_SOURCE DOCUMENT:_
------------------------------------

Archive for December, 2008

Loose Ends

December 31, 2008

Looking at my little list the past few days, I guess my New Year’s resolution oughtta be to check out more Euros and transition skating. Other notables:

Honorable mentions
Kurt Winter, “Smoke & Mirrors”
Josh Dowd, “Last of the Mohicans”
Bryan Herman, “Baker Deathwish”
Brian “Slash” Hansen, “Ride the Sky”
Purple drank section, “It’s Fern”
Seb Labbe, “Lo Def”
Pat Gallaher, “Boondoggle”
Pete Eldridge, Mystery promo
Bay Kempthorne, “Alumnation”

“Last of the Mohicans”
Overall Joe Perrin’s greasy combo of Florida haze, decrepit spots and a lineup of underground all-stars was probably the most-watched video by me personally this year: a frothy bucketful of Alex Davis kickflips, Jimmy Lannon nose manuals, Josh Dowd’s freaky wallrides, Ross Norman’s 90’sness and a cameo part by king dirt Danny Renaud, who slides one of the meanest backside noseblunts to fakie across one of those alphabet blocks in New York. I heard a rumor that he’s got fakie pop shove-its back already.
-You could order a copy of this video right now if you wanted.

Black Box productions
Jamie Thomas and the video guys over there in the San Diego hair metal palace deserve a thumbs-up for their no-bullshit approach to video editing, especially with Fallen shoes’ “Ride the Sky” – in a year with relatively few blockbuster skateboard videos they could have easily turned the drama up to 11, but kept it pretty mellow all things considered. Same for the slab of messageboard red meat that was the Pete Eldridge Mystery debut part. Refreshing.

Tricks
in no particular order…
-Davis Torgerson, nollie frontside hurricane in “Boondoggle”
-Nick Trapasso, switch frontside heelflip in “And Now”
-Julien Stranger, nollie noseblunt in “Beauty & the Beast”
-Russ Milligan, switch kickflip backside 360 on flat (this might have been last year…)
-JR Blastoff
-Kellen James, cab backside tailslide bigspin
-Beagle, Maloof Money Cup
-Mike Carroll, Japan air in “Beauty n the Beast”

------------------------------------

_WHAT NEEDS TO BE DONE:_ Can you reproduce the skateboarding year-end post word for word, starting at "Overall Joe Perrin’s" and ending at "if you wanted."?

------------------------------------

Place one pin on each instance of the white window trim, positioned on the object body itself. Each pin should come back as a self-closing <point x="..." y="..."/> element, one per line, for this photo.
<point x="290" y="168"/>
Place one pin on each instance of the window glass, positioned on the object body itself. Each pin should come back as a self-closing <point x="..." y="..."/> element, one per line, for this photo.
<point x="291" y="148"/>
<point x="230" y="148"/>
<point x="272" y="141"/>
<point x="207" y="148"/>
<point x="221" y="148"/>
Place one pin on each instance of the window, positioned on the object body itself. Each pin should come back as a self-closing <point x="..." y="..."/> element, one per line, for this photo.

------------------------------------

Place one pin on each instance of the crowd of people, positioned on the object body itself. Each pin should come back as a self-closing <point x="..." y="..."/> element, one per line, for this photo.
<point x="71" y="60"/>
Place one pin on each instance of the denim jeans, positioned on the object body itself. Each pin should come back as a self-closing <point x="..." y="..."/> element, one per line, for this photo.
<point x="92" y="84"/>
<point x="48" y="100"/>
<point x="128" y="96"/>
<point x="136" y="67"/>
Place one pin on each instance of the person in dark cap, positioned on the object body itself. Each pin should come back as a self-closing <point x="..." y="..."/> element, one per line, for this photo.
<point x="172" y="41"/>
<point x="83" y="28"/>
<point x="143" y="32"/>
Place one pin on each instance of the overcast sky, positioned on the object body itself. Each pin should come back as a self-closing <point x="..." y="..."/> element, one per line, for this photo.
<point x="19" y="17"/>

------------------------------------

_FINAL RESULT:_
Overall Joe Perrin’s greasy combo of Florida haze, decrepit spots and a lineup of underground all-stars was probably the most-watched video by me personally this year: a frothy bucketful of Alex Davis kickflips, Jimmy Lannon nose manuals, Josh Dowd’s freaky wallrides, Ross Norman’s 90’sness and a cameo part by king dirt Danny Renaud, who slides one of the meanest backside noseblunts to fakie across one of those alphabet blocks in New York. I heard a rumor that he’s got fakie pop shove-its back already.
-You could order a copy of this video right now if you wanted.